• _TEXT UNDER STUDY_:
Looks nice. Personally I don't know I can go back to 220ppi, but if I did I would definitely pay for the touchscreen and light over the X4!
Maybe you already have this, but I'd encourage you to put a "pure" reading mode in there, with no status bars top or bottom. That would probably allow for an extra line.
I wonder if there's also room in the case spec to slot in a magnet here or there. Could make for some creative solutions for covers or stands. Personally I use a Clara BW with a folding cover-stand and it's incredibly convenient.
I really liked their comparison matrix, it's honest about what it does and what it doesn't do. I'll probably go with Kobo + Koreader when my current ereader gives up the ghost, but given that 4" ereaders seem to be all the rage these days, I wish them success.
I'd like to see some corrections to the matrix, Kobo can run custom code and does not require an account. Also "DRM: yes" feels misleading - you can read DRM-free files on one just fine.
I haven't pulled the trigger on the Xteink because of the back/front light missing, but probably will when they're back in stock. I'll check out the pocketbook as well...thanks for the tip.
What I love with my pocketbook is that i can hold the thing by placing my right thumb on the "next page" button and my left thumb on the "previous page" button.
To me it's the most amazing feature of an e-reader against the real book : you can read comfortably with 0 movement. You just mindlessly press the buttons that are already under your thumbs to navigate the book.
And the bonus is that it's clicky and instant, which, as strange as it sounds, makes it the only device that I own that make me feel it's magic. Which is a shame because in another timeline, all our tech should be well designed and magical-like.
I also have Kobo Clara BW, and don't like swipe gestures, or any gestures whatsoever.
I (now) know why I don't like that, because regular book and magazines, you don't have to think about how you hold it. Your thumb isn't going to magically flick a page by accident if you take a firm grip on it. With gestures only e-ink books, I have to take extra caution how I hold it so that it doesn't trigger something.
> Open Book Touch is the device I’ve been trying to build for six years: a small, beautiful, completely open source e-book reader that does one thing and does it well
I almost bought an xteink the other week but held off due to lack of a frontlight option.
I instead resurrected my nook simple touch (2011) with this project [1] from XDA forums, its made it infinitely more usable and still has good battery life.

Data records:
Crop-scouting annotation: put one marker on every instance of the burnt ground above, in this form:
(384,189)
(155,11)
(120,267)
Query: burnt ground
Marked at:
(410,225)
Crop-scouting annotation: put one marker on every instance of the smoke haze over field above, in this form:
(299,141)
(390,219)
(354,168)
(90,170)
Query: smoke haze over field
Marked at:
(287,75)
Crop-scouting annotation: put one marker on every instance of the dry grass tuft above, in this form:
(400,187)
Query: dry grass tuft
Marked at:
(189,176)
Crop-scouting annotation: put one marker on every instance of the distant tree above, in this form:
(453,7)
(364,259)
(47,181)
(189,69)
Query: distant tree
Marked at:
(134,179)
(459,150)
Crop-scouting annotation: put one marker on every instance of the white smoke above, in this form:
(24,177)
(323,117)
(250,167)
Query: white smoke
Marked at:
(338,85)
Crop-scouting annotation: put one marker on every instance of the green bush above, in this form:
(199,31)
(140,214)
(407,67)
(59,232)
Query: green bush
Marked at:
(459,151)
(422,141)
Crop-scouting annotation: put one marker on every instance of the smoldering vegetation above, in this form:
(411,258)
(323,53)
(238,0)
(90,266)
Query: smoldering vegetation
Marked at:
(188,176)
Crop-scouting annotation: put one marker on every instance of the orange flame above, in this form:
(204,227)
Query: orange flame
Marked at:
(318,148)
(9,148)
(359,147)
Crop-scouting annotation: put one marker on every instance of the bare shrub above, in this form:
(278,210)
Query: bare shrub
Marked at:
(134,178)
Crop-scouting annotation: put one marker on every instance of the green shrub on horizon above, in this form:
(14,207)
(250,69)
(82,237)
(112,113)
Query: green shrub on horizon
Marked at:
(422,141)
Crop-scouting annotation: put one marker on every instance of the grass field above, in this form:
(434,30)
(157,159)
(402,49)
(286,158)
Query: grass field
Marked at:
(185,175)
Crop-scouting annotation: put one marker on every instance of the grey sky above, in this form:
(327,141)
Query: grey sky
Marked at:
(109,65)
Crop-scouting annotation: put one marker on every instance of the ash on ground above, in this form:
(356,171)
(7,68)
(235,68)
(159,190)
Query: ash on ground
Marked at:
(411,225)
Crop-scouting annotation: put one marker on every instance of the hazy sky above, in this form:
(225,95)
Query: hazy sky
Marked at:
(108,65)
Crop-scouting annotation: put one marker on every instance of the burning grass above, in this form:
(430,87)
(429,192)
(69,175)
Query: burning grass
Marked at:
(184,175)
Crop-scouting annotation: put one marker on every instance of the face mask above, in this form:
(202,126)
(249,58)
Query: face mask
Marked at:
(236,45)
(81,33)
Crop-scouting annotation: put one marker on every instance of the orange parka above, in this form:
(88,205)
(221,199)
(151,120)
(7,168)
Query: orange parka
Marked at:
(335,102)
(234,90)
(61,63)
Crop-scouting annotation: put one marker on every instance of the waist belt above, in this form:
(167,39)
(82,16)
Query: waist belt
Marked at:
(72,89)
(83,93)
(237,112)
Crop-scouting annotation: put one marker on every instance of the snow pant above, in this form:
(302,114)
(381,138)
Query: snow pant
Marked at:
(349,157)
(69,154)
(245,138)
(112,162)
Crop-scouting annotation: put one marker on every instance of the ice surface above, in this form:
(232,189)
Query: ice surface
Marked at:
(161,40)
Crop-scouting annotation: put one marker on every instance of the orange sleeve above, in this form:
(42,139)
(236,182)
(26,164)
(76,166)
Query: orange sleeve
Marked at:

• _EXERCISE DIRECTIONS_: Continue the comment thread about e-readers from the point where it stops.

• _EXERCISE OUTPUT_:
Thanks for mentioning both of these, the xteink and the nook resurrection. My old nooks are all slimy with the black material liquifying, and unusable just for that, else I'd pursue the XDA option. Looking into the xteink now, else Kobo. The one the post is about seems extremely appealing, but the price is a bit high for me, and the lifePo option makes the lesser one seem even more expensive. I really love e-ink. I could easily go with it for all compute.
Be aware though they're trying to block third party software and their own sucks badly. I don't understand why they try to block this because it makes their hardware actually worth buying.
The official hardware (if you buy through their website or amazon) is not blocked. Only Aliexpress offerings.
But yes, they are coming with a FRONTlit option. Although it'll also have a touchscreen and no front buttons.
I'm hoping maybe in a year or so they make an actual successor with the same button layout, no touchscreen (or with a touchscreen but still with all the buttons) and a better chipset (though nothing major, what the X3 has is enough).
Oh ok but why do they block the Ali ones then? I don't think they're on Amazon here in Spain. And if I have to order from China I'd greatly prefer Ali express because they have good consumer protection.
And yes I meant front light sorry. I didn't know that one won't have buttons.
They're just blocked from OTA updates, you can flash whatever you want on the sdcard and then unlock OTA. (I did this yesterday with an aliexpress version x4)
You can. But if you build your own stuff, you can also easily lock yourself out. That whole mechanism that tells the software to look for a new bin file on the SD card and to use that to update is something that needs to be contained in your software. If you forget it, or you get it wrong, the thing will be bricked.
I was just looking into it, with coupons and ongoing sale, it is possible to buy the Chinese version for about 7,500 JPY (45 USD) on Aliexpress, while on the official website (and Amazon) it is 13,900 JPY. I am not sure if this applies everywhere.
While there is an "unlock" option, it seems it is strongly implied that you should stick to mainstream custom firmware or risk getting stuck with a firmware forever [0].
I understand, I just wonder why they do this. Why lock their stuff down so much? Especially if they offer other channels that don't have this limitation.
You can install custom firmware from the SD card, but you can't enable USB flashing. And the SD card installation depends on the installed firmware; in other words, if you end up with the wrong firmware installed, you may be stuck with it.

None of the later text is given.